DIRECTIONS FOR THIS TASK: Scan the records for the line containing "Class, locate every instance of the white flower bud"; extract it and all later lines, verbatim, through the end, and nothing before it.
Start of INFORMATION SHOWN
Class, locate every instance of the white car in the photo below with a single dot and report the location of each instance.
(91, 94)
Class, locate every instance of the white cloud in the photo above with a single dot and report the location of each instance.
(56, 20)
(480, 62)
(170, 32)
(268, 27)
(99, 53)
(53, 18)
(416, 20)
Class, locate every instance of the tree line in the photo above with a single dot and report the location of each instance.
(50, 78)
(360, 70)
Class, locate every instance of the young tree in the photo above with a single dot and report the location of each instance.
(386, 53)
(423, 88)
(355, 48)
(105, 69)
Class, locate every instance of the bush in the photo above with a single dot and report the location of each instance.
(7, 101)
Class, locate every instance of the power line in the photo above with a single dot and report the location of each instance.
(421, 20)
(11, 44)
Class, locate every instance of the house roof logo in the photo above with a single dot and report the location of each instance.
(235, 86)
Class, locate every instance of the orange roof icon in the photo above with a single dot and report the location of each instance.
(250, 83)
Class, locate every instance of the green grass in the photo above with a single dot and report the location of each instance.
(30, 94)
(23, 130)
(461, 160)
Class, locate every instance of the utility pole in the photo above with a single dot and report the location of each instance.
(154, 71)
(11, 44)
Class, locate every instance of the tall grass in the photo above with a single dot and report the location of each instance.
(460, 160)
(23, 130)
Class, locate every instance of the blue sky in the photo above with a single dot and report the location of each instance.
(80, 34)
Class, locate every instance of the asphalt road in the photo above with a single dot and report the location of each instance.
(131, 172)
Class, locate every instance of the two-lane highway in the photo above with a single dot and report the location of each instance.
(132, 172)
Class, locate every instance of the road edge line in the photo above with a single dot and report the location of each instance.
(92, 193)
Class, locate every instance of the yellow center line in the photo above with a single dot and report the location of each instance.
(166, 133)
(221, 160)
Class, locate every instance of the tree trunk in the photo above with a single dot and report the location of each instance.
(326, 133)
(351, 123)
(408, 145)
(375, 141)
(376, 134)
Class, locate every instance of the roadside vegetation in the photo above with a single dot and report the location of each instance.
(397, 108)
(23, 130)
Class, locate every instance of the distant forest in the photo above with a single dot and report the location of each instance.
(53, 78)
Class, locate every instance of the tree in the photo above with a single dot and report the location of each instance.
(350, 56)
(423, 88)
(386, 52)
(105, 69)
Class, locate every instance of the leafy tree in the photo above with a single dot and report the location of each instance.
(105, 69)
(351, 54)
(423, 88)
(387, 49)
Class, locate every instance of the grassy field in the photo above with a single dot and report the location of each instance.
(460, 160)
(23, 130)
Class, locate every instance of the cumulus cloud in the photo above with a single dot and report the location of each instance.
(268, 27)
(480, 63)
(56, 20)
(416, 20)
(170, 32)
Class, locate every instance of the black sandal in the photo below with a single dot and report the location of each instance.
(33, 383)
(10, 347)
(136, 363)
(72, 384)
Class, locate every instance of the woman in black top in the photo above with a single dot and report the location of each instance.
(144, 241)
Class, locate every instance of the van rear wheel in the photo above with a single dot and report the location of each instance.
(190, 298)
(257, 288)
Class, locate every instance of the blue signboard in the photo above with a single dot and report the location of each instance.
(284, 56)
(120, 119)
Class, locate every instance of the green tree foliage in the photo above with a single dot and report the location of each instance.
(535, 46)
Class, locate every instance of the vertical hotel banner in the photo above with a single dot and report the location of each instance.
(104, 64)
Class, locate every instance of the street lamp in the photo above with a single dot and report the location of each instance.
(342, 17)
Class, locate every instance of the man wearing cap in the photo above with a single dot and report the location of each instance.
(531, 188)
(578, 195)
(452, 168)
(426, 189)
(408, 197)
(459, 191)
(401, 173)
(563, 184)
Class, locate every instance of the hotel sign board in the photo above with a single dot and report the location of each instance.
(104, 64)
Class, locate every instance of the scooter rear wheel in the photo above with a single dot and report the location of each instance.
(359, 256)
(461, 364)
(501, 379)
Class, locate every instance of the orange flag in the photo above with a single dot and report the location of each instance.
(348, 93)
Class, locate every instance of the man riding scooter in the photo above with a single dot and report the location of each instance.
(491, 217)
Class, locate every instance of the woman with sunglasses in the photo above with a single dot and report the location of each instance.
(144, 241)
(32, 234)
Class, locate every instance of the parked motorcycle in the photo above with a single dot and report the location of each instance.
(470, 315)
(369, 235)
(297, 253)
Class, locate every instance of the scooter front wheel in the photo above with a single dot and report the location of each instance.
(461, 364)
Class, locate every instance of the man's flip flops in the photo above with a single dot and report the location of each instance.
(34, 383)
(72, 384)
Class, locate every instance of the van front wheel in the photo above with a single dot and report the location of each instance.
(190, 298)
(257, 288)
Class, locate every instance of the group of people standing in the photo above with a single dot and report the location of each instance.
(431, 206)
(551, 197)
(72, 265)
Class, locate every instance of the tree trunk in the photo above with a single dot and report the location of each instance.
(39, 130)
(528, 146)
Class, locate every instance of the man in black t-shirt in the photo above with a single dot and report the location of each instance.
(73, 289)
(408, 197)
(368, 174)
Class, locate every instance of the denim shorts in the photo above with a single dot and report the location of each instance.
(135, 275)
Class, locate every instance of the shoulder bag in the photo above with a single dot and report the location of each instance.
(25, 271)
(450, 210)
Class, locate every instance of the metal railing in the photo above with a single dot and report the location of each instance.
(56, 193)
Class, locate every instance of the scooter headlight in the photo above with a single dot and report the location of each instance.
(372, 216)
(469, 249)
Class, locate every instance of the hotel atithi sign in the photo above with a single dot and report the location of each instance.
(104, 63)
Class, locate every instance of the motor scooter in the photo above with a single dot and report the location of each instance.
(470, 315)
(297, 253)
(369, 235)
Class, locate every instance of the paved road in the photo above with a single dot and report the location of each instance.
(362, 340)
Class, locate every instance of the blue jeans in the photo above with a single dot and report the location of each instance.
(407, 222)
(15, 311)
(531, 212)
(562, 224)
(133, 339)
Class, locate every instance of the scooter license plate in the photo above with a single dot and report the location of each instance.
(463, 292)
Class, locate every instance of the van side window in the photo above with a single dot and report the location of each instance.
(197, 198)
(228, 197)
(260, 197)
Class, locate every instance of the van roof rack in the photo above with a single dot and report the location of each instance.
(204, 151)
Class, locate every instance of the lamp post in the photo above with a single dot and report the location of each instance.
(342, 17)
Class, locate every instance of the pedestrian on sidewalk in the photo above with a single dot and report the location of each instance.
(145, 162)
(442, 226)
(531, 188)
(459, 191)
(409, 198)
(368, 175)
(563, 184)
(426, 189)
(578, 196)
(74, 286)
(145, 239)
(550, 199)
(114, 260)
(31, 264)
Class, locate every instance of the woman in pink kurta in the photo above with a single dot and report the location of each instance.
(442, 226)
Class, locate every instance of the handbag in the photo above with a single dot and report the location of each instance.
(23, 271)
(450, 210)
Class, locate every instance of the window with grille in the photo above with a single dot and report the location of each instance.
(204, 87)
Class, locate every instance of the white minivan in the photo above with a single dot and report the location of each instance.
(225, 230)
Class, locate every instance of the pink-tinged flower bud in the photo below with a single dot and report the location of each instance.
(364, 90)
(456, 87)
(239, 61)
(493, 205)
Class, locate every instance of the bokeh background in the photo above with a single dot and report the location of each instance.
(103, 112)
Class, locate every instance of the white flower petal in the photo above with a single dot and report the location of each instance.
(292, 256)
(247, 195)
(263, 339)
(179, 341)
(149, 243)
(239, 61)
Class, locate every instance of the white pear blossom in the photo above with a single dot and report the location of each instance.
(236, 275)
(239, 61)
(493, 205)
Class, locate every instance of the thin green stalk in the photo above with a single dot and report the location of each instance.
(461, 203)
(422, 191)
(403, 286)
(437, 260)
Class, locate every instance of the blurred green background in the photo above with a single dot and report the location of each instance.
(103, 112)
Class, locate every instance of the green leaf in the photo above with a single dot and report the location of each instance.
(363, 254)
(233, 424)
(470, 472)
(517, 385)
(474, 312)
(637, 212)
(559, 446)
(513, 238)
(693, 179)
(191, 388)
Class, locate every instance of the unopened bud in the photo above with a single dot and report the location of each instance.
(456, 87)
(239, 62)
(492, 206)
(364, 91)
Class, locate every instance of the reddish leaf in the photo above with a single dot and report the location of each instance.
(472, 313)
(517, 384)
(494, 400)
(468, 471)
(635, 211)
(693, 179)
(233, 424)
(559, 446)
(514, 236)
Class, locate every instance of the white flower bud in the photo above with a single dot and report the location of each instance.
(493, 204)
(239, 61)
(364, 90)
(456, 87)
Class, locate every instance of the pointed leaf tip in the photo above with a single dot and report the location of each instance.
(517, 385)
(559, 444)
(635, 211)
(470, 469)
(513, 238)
End of INFORMATION SHOWN
SOLUTION TO THIS PROBLEM:
Class, locate every instance of the white flower bud in the photo above with a single dot and report the location of each instance.
(493, 204)
(239, 61)
(364, 90)
(456, 87)
Class, locate every instance of the pointed leaf tip in the photo above with a single dot and report the location of each instance.
(517, 385)
(559, 444)
(635, 211)
(470, 469)
(513, 238)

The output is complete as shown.